#### [What the task asks]
Reproduce all the entries exactly.

Saved entries:
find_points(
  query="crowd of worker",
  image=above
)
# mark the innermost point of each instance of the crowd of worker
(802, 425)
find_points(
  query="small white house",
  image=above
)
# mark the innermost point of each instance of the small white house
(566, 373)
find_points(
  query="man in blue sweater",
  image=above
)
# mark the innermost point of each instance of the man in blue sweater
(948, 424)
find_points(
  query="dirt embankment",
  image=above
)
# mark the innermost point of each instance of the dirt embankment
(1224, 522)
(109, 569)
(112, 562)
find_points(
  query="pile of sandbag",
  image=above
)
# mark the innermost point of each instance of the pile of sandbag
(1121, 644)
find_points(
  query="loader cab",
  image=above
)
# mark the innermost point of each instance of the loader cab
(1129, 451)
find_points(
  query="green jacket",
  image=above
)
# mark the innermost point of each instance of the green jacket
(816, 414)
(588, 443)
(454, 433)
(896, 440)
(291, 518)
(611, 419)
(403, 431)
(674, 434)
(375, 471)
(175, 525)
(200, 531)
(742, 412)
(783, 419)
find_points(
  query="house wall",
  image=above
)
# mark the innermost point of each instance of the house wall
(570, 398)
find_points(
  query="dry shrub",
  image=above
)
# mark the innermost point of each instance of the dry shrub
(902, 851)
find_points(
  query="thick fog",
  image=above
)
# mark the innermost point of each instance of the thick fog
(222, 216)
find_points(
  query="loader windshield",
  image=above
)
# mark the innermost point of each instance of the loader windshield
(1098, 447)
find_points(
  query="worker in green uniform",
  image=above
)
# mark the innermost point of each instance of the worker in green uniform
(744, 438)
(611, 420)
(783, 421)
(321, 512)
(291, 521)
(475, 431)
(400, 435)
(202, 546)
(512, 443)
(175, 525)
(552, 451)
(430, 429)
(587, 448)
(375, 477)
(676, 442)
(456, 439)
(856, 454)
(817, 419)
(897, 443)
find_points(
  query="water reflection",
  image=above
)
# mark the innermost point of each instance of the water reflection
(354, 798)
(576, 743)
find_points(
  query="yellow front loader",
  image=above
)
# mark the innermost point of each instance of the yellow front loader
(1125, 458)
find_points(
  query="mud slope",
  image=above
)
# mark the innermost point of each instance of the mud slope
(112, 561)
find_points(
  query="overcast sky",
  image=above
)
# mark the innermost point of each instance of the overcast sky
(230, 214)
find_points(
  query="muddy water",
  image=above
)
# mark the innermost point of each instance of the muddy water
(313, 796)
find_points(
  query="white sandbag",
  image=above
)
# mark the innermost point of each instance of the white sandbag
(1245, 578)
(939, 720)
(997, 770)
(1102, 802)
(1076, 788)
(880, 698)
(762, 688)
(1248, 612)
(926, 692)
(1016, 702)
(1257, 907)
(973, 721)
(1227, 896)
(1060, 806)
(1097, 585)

#### [The result]
find_points(
  query="crowd of worker",
  image=above
)
# mark the innermost point of each instance of the crowd of worker
(802, 425)
find_points(
  query="small white house",
  image=above
)
# mark the innermost point of each instance of the small white house
(566, 373)
find_points(
  query="man in blue sweater",
  image=above
)
# mark the innermost point of each instance of the man in blue sweater
(948, 424)
find_points(
  query="dirt embankment",
  image=above
)
# mark the innermost point of each instance of the dirt embankment
(1224, 522)
(109, 569)
(112, 562)
find_points(
  query="pile of sandbag",
  image=above
)
# mark the innermost point of each instance of the pile of sandbag
(1121, 644)
find_points(
  query="loader cab",
  image=above
)
# mark the innermost point of each instance of the loader cab
(1129, 451)
find_points(
  query="green jacket",
  image=above
)
# mark the innermost point of each instance of the green jacket
(816, 414)
(588, 443)
(454, 433)
(896, 440)
(291, 518)
(611, 419)
(403, 431)
(674, 434)
(375, 471)
(175, 525)
(200, 531)
(742, 412)
(783, 419)
find_points(
  query="house wall",
  image=above
)
# mark the innermost point of each instance of the house wall
(570, 398)
find_points(
  query="dry shrub",
  image=above
)
# mark the innermost point of each instance of the dry shrub
(902, 851)
find_points(
  query="thick fog",
  image=above
)
# mark the innermost point of each instance of the thick fog
(222, 216)
find_points(
  query="loader windshield",
  image=above
)
# mark the innermost point of each instance of the loader windshield
(1098, 447)
find_points(
  query="worker in green uniform",
  image=above
)
# mark the innermost point of each instance of the worker in green uniform
(744, 438)
(611, 420)
(783, 421)
(321, 512)
(291, 521)
(475, 431)
(400, 435)
(202, 546)
(512, 443)
(175, 525)
(552, 451)
(430, 429)
(587, 448)
(375, 477)
(676, 442)
(456, 439)
(856, 454)
(817, 419)
(897, 443)
find_points(
  query="water reflection",
  image=above
)
# mark the innermost point of each instance of the water reflection
(354, 798)
(576, 743)
find_points(
  query="yellow front loader",
  image=above
)
# mark the innermost point of each instance of the yellow front loader
(1125, 458)
find_points(
  query="mud slope",
  image=above
)
# mark the innermost point of each instance of the mud slope
(112, 561)
find_points(
  query="overcast sky",
  image=above
)
# mark the innermost point of each instance of the overcast sky
(230, 214)
find_points(
  query="muddy water",
  image=above
)
# mark the innermost point of each instance of the muddy water
(313, 796)
find_points(
  query="white sandbag",
  image=above
)
# mark the innermost point of each instance of the white sandbag
(1245, 578)
(939, 720)
(997, 770)
(1102, 802)
(1076, 788)
(880, 698)
(762, 688)
(1248, 612)
(926, 692)
(1016, 702)
(1257, 907)
(973, 721)
(1227, 896)
(1060, 806)
(1097, 585)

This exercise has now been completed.